◆ **Problem statement**
Reproduce all of the material below line for line, without changing a single character.

◆ **The records**
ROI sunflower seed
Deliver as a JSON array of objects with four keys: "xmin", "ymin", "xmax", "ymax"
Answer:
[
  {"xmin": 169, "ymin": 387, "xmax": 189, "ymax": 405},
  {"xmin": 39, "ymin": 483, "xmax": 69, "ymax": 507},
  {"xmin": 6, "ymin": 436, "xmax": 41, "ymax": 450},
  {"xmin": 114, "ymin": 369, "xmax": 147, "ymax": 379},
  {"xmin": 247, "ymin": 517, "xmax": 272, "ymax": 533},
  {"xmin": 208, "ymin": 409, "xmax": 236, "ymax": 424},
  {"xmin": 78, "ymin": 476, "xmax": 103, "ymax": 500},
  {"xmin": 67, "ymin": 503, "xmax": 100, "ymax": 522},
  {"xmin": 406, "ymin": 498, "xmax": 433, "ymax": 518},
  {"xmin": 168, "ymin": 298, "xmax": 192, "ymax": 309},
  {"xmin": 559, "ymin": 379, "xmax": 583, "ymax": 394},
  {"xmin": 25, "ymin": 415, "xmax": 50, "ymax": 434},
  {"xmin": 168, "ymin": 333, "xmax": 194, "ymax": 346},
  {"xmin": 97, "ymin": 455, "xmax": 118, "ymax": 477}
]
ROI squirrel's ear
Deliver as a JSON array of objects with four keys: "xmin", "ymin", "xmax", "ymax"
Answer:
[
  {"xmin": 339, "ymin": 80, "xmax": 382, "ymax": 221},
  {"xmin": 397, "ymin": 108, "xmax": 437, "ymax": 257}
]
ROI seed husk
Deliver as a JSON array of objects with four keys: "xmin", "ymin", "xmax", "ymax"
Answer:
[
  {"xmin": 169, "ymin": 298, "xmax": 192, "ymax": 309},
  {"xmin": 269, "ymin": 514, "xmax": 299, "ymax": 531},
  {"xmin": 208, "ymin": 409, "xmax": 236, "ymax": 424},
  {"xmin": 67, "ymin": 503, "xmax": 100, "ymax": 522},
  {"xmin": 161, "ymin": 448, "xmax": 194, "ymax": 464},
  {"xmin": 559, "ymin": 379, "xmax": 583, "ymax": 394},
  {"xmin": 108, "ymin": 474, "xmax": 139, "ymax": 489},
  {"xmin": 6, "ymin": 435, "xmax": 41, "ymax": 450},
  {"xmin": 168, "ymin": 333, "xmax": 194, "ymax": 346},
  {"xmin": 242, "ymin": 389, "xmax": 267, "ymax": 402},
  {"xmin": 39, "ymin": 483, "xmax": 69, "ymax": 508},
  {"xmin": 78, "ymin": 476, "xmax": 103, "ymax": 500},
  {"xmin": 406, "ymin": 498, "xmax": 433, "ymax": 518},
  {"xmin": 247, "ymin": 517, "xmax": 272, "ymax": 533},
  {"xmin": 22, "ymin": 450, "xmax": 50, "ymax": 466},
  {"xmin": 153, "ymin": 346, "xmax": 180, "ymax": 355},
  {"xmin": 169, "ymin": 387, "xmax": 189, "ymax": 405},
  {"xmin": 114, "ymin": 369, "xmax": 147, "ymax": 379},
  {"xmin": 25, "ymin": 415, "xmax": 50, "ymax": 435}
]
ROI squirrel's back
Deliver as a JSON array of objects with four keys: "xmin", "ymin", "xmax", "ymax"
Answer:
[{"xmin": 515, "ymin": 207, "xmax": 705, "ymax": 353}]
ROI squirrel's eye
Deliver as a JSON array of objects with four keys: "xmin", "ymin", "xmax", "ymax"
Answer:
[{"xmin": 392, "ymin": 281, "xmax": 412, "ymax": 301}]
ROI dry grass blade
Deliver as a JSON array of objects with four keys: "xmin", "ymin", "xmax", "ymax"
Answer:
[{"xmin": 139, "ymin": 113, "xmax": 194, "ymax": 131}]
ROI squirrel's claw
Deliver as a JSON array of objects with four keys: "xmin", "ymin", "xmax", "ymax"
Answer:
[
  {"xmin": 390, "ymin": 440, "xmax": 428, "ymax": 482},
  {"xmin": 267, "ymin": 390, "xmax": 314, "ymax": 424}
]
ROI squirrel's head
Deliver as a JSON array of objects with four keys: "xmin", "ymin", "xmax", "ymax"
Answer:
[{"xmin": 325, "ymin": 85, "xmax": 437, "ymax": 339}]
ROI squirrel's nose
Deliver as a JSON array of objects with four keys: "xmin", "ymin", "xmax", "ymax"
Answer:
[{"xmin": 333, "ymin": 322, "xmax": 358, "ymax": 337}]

◆ **Solution to this task**
ROI sunflower seed
Deliver as a JSON array of objects with four keys: "xmin", "ymin", "xmax", "ymax"
Answer:
[
  {"xmin": 169, "ymin": 387, "xmax": 189, "ymax": 405},
  {"xmin": 39, "ymin": 483, "xmax": 69, "ymax": 507},
  {"xmin": 6, "ymin": 436, "xmax": 41, "ymax": 450},
  {"xmin": 114, "ymin": 369, "xmax": 147, "ymax": 379},
  {"xmin": 247, "ymin": 517, "xmax": 272, "ymax": 533},
  {"xmin": 208, "ymin": 409, "xmax": 236, "ymax": 424},
  {"xmin": 78, "ymin": 476, "xmax": 103, "ymax": 500},
  {"xmin": 67, "ymin": 503, "xmax": 100, "ymax": 522},
  {"xmin": 406, "ymin": 498, "xmax": 433, "ymax": 518},
  {"xmin": 168, "ymin": 298, "xmax": 192, "ymax": 309},
  {"xmin": 559, "ymin": 379, "xmax": 583, "ymax": 394},
  {"xmin": 25, "ymin": 415, "xmax": 50, "ymax": 434},
  {"xmin": 168, "ymin": 333, "xmax": 194, "ymax": 346},
  {"xmin": 97, "ymin": 455, "xmax": 118, "ymax": 477}
]
ROI squirrel's ear
Deliver as a JSON array of objects with four keys: "xmin", "ymin", "xmax", "ymax"
Answer:
[
  {"xmin": 339, "ymin": 80, "xmax": 382, "ymax": 221},
  {"xmin": 397, "ymin": 108, "xmax": 437, "ymax": 257}
]
ROI seed husk
Deliver as a JSON array of objects with four keys: "xmin", "ymin", "xmax", "ymax"
Answer:
[
  {"xmin": 169, "ymin": 298, "xmax": 192, "ymax": 309},
  {"xmin": 269, "ymin": 514, "xmax": 299, "ymax": 531},
  {"xmin": 208, "ymin": 409, "xmax": 236, "ymax": 424},
  {"xmin": 67, "ymin": 503, "xmax": 100, "ymax": 522},
  {"xmin": 161, "ymin": 448, "xmax": 194, "ymax": 464},
  {"xmin": 559, "ymin": 379, "xmax": 583, "ymax": 394},
  {"xmin": 108, "ymin": 474, "xmax": 139, "ymax": 489},
  {"xmin": 6, "ymin": 435, "xmax": 41, "ymax": 450},
  {"xmin": 168, "ymin": 333, "xmax": 194, "ymax": 346},
  {"xmin": 242, "ymin": 389, "xmax": 267, "ymax": 402},
  {"xmin": 39, "ymin": 483, "xmax": 69, "ymax": 508},
  {"xmin": 78, "ymin": 476, "xmax": 103, "ymax": 500},
  {"xmin": 406, "ymin": 498, "xmax": 433, "ymax": 518},
  {"xmin": 247, "ymin": 517, "xmax": 272, "ymax": 533},
  {"xmin": 22, "ymin": 450, "xmax": 50, "ymax": 466},
  {"xmin": 153, "ymin": 346, "xmax": 180, "ymax": 355},
  {"xmin": 169, "ymin": 387, "xmax": 189, "ymax": 405},
  {"xmin": 114, "ymin": 369, "xmax": 147, "ymax": 379},
  {"xmin": 25, "ymin": 415, "xmax": 50, "ymax": 435}
]
ROI squirrel's back
Deliver as a JSON array of objects with four keys: "xmin", "ymin", "xmax", "ymax"
Answer:
[{"xmin": 515, "ymin": 207, "xmax": 705, "ymax": 353}]
ROI squirrel's eye
Deliver as a JSON array of objects with four keys: "xmin", "ymin", "xmax", "ymax"
Answer:
[{"xmin": 392, "ymin": 281, "xmax": 412, "ymax": 301}]
ROI dry grass blade
Deliver as a JSON array of objects with four keys: "xmin", "ymin", "xmax", "ymax"
Answer:
[{"xmin": 139, "ymin": 113, "xmax": 194, "ymax": 131}]
ROI squirrel's claw
Deliver as a JSON array of objects with four keys: "xmin", "ymin", "xmax", "ymax"
Answer:
[
  {"xmin": 390, "ymin": 440, "xmax": 428, "ymax": 482},
  {"xmin": 267, "ymin": 390, "xmax": 314, "ymax": 424}
]
ROI squirrel's head
Deliver as a JSON array of objects with four keys: "xmin", "ymin", "xmax", "ymax"
Answer:
[{"xmin": 325, "ymin": 85, "xmax": 437, "ymax": 339}]
ROI squirrel's nose
Deliver as a JSON array of objects with four keys: "xmin", "ymin", "xmax", "ymax"
Answer:
[{"xmin": 333, "ymin": 322, "xmax": 358, "ymax": 337}]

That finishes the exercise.